═══ TASK INPUTS

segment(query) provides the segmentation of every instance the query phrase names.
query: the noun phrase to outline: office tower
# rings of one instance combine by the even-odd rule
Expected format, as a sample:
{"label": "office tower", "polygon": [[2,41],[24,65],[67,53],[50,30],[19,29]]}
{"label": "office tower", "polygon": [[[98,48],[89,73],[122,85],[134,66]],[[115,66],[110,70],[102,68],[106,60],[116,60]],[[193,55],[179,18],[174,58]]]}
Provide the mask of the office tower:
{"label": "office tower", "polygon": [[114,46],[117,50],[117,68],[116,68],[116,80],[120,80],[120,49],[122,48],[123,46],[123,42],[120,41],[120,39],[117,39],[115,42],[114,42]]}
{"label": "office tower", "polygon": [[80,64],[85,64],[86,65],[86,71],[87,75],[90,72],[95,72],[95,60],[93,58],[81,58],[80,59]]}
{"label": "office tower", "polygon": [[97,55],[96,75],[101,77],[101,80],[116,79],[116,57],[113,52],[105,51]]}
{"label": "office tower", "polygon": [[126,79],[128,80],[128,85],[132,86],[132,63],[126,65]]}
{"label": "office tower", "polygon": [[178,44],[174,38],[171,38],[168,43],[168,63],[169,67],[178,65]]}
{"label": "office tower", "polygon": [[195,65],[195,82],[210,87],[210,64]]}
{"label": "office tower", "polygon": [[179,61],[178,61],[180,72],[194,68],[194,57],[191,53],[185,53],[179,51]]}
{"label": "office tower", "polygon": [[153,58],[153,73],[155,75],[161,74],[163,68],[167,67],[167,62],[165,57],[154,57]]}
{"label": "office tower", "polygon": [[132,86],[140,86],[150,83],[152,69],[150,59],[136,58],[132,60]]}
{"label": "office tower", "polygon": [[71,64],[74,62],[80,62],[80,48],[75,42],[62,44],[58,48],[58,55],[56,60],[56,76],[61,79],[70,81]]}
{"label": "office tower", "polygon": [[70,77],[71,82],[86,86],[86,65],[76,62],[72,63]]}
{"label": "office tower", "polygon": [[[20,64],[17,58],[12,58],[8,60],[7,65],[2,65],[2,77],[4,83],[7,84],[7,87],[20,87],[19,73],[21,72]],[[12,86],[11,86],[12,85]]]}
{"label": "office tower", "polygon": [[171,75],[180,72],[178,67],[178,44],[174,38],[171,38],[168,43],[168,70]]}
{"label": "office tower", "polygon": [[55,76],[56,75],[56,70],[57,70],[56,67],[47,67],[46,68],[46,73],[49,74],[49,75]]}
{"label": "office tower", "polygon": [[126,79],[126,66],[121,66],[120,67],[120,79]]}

══════

▶ WHAT TO DO: Could you transcribe every line of the material above, character for character?

▶ RESULT FOR THIS EXERCISE:
segment(query) provides the segmentation of every instance the query phrase names.
query: the noun phrase to outline: office tower
# rings of one instance combine by the even-odd rule
Expected format, as a sample:
{"label": "office tower", "polygon": [[2,41],[24,65],[67,53],[50,30],[19,29]]}
{"label": "office tower", "polygon": [[[98,48],[89,73],[122,85],[134,66]],[[115,66],[110,70],[102,68],[106,60],[116,60]],[[193,55],[179,18],[174,58]]]}
Provide the mask of the office tower:
{"label": "office tower", "polygon": [[114,46],[117,50],[117,68],[116,68],[116,80],[120,80],[120,49],[122,48],[123,46],[123,42],[120,41],[120,39],[117,39],[115,42],[114,42]]}
{"label": "office tower", "polygon": [[80,64],[85,64],[86,65],[86,71],[87,75],[90,72],[95,72],[95,60],[93,58],[81,58],[80,59]]}
{"label": "office tower", "polygon": [[97,55],[96,75],[101,77],[101,80],[116,79],[116,57],[113,52],[105,51]]}
{"label": "office tower", "polygon": [[126,79],[128,80],[128,85],[132,86],[132,63],[126,65]]}
{"label": "office tower", "polygon": [[178,44],[174,38],[171,38],[168,43],[168,63],[169,67],[178,65]]}
{"label": "office tower", "polygon": [[195,65],[195,82],[210,87],[210,64]]}
{"label": "office tower", "polygon": [[179,61],[178,61],[180,72],[194,68],[194,57],[191,53],[185,53],[179,51]]}
{"label": "office tower", "polygon": [[153,58],[153,73],[155,75],[161,74],[163,68],[167,67],[167,62],[165,57],[154,57]]}
{"label": "office tower", "polygon": [[132,86],[140,86],[150,83],[152,69],[150,59],[136,58],[132,60]]}
{"label": "office tower", "polygon": [[71,64],[74,62],[80,62],[80,48],[75,42],[62,44],[58,48],[58,55],[56,60],[56,76],[61,79],[70,81]]}
{"label": "office tower", "polygon": [[70,77],[71,82],[86,86],[86,65],[76,62],[72,63]]}
{"label": "office tower", "polygon": [[[20,64],[17,58],[12,58],[8,60],[7,65],[2,65],[2,77],[4,83],[7,84],[7,87],[20,87],[19,73],[21,72]],[[12,86],[11,86],[12,85]]]}
{"label": "office tower", "polygon": [[171,75],[180,72],[178,67],[178,44],[174,38],[171,38],[168,43],[168,70]]}
{"label": "office tower", "polygon": [[55,76],[56,75],[56,70],[57,70],[56,67],[47,67],[46,68],[46,73],[49,74],[49,75]]}
{"label": "office tower", "polygon": [[126,79],[126,66],[121,66],[120,67],[120,79]]}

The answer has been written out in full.